Studio album by Kim Boyce
- Released: 1990
- Studio: Knightlight Studios, Dallas, Texas
- Genre: CCM, R&B, Christian pop
- Length: 43:07
- Label: Myrrh, Word
- Producer: Tim Miner

Kim Boyce chronology
| Love Is You to Me (1989) | This I Know (1990) | Facts of Love (1992) |

= This I Know =

This I Know is the fourth studio album by American Christian singer and songwriter Kim Boyce. It would be her final album on the Myrrh label released in 1990. Christian singer/songwriter Tim Miner, who co-wrote and produced the track "Tender Heart" from her 1989 album Love Is You to Me handles the production duties on this album. Boyce duets with her husband Gary Koreiba on the song "True Love" and also dedicates the album to him. Songwriting contributions provided by Miner, Cindy Cruse and Amy Grant. The album's first CHR/Pop single and music video "Good Enough" incorporates the traditional Gospel song "Old-Time Religion." This I Know peaked at number 15 on the Top Christian Albums chart.

════════════════

**REQUIRED ACTIONS**
a – Copy the passage in the This I Know article from "This I Know is" to "Christian Albums chart.".
b – List every genre the This I Know article gives for the album.
c – According to the This I Know article, what had Tim Miner already done on Boyce's music before producing this album? Answer in one or two sentences.

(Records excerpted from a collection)
════════════════

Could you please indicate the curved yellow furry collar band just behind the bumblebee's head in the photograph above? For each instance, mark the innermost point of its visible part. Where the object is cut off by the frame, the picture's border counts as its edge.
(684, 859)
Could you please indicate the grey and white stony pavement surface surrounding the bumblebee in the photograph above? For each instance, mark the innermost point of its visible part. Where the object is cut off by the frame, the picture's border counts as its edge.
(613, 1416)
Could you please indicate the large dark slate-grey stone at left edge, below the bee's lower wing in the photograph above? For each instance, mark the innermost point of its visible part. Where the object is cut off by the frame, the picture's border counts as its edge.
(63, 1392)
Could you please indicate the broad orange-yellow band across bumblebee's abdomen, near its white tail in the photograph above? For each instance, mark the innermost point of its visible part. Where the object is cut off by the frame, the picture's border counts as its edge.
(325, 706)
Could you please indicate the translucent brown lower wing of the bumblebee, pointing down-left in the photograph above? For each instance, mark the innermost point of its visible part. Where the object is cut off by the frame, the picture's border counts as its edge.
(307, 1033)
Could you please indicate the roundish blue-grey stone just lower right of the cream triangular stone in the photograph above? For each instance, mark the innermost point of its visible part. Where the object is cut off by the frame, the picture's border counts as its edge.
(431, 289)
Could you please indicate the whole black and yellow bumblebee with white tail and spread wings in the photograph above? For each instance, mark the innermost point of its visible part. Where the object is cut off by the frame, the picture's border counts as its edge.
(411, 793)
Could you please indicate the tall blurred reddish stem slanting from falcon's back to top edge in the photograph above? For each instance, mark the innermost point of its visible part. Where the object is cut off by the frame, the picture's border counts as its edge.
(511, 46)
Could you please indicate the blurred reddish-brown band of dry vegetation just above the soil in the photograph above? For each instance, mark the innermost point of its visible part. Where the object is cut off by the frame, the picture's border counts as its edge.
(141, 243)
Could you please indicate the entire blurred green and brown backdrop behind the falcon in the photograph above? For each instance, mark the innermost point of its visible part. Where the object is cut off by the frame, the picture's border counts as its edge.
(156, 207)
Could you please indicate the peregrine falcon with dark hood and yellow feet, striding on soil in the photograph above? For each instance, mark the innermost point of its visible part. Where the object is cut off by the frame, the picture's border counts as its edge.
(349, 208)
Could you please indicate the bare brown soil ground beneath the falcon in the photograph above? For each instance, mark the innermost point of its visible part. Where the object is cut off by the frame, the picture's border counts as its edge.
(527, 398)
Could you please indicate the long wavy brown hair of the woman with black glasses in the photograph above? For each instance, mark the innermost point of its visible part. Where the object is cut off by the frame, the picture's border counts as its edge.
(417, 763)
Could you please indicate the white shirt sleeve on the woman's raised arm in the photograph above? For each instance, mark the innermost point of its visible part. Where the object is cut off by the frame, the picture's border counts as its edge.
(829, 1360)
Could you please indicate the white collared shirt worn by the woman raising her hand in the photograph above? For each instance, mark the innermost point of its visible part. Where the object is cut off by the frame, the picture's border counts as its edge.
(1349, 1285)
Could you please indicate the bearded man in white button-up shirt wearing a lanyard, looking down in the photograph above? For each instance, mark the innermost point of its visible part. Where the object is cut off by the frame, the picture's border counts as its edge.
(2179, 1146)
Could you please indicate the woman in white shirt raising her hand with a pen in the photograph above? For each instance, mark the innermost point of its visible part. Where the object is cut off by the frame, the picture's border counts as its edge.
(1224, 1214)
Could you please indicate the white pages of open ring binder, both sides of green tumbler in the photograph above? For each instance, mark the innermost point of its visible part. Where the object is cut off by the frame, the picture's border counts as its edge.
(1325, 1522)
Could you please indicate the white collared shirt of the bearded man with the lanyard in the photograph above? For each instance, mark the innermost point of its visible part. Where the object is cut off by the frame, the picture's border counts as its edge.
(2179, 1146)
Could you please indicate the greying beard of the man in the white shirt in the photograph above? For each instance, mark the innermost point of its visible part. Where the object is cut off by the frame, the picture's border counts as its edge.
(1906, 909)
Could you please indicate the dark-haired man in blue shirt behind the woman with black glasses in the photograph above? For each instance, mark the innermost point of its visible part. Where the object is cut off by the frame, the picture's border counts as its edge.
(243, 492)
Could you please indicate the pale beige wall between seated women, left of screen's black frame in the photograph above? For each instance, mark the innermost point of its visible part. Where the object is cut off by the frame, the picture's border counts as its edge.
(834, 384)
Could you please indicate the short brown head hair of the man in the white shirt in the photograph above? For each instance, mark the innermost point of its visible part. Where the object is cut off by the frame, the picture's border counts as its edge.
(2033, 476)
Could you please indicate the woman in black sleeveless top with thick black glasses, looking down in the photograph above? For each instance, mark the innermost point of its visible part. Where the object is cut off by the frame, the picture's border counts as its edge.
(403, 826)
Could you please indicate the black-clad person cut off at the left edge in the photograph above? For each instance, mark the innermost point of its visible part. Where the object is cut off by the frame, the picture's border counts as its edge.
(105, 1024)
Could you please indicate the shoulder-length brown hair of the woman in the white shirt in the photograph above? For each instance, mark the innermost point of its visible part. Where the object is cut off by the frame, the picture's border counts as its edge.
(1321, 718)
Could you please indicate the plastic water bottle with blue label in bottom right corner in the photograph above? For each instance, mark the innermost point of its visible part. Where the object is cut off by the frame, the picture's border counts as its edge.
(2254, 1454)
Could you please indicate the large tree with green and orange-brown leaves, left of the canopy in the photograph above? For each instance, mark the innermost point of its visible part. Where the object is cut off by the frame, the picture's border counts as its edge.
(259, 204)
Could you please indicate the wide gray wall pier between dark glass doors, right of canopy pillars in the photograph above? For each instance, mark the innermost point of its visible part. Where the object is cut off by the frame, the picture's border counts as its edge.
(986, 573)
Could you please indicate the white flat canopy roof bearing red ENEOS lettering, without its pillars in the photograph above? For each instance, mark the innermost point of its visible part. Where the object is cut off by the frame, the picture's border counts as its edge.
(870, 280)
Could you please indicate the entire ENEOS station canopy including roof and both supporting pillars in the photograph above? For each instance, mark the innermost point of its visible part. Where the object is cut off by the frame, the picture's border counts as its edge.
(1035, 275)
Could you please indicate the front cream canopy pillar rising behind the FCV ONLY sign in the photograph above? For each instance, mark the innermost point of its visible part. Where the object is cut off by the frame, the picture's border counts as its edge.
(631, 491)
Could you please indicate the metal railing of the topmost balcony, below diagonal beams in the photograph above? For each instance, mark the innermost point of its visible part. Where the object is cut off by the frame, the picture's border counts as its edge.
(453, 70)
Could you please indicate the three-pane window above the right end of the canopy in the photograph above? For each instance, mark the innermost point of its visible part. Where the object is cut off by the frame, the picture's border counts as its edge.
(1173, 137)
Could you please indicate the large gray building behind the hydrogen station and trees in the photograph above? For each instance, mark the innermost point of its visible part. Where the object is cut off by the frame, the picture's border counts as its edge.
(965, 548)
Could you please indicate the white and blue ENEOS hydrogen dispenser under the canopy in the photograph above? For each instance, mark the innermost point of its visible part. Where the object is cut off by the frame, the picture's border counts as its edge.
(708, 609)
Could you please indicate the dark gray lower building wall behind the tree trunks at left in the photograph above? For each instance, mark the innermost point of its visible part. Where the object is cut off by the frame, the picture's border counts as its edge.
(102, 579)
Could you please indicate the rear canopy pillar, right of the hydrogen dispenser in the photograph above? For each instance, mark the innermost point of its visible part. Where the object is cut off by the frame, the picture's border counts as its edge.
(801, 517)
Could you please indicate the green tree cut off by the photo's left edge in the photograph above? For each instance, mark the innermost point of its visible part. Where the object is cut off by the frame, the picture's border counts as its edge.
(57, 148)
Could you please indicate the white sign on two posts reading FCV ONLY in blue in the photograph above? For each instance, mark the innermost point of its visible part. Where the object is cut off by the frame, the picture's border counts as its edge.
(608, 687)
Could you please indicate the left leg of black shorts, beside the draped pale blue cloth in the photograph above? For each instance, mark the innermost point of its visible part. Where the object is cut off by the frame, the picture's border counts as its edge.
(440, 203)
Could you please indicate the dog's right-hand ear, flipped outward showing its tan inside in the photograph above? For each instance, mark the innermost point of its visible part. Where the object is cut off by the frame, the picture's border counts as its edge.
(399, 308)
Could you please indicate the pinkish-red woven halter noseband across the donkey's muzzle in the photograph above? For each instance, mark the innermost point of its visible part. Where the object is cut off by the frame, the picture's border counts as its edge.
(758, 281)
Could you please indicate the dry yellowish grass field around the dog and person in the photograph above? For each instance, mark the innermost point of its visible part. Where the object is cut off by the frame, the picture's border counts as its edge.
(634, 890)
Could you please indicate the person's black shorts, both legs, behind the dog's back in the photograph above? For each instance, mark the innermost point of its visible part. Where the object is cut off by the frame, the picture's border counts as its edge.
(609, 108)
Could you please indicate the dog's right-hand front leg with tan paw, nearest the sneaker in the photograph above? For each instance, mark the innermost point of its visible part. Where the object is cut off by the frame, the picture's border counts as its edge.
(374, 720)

════════════════

**YOUR WRITTEN ANSWERS**
a –
This I Know is the fourth studio album by American Christian singer and songwriter Kim Boyce. It would be her final album on the Myrrh label released in 1990. Christian singer/songwriter Tim Miner, who co-wrote and produced the track "Tender Heart" from her 1989 album Love Is You to Me handles the production duties on this album. Boyce duets with her husband Gary Koreiba on the song "True Love" and also dedicates the album to him. Songwriting contributions provided by Miner, Cindy Cruse and Amy Grant. The album's first CHR/Pop single and music video "Good Enough" incorporates the traditional Gospel song "Old-Time Religion." This I Know peaked at number 15 on the Top Christian Albums chart.

b – CCM, R&B, Christian pop

c – Tim Miner had co-written and produced the track "Tender Heart" on her 1989 album Love Is You to Me.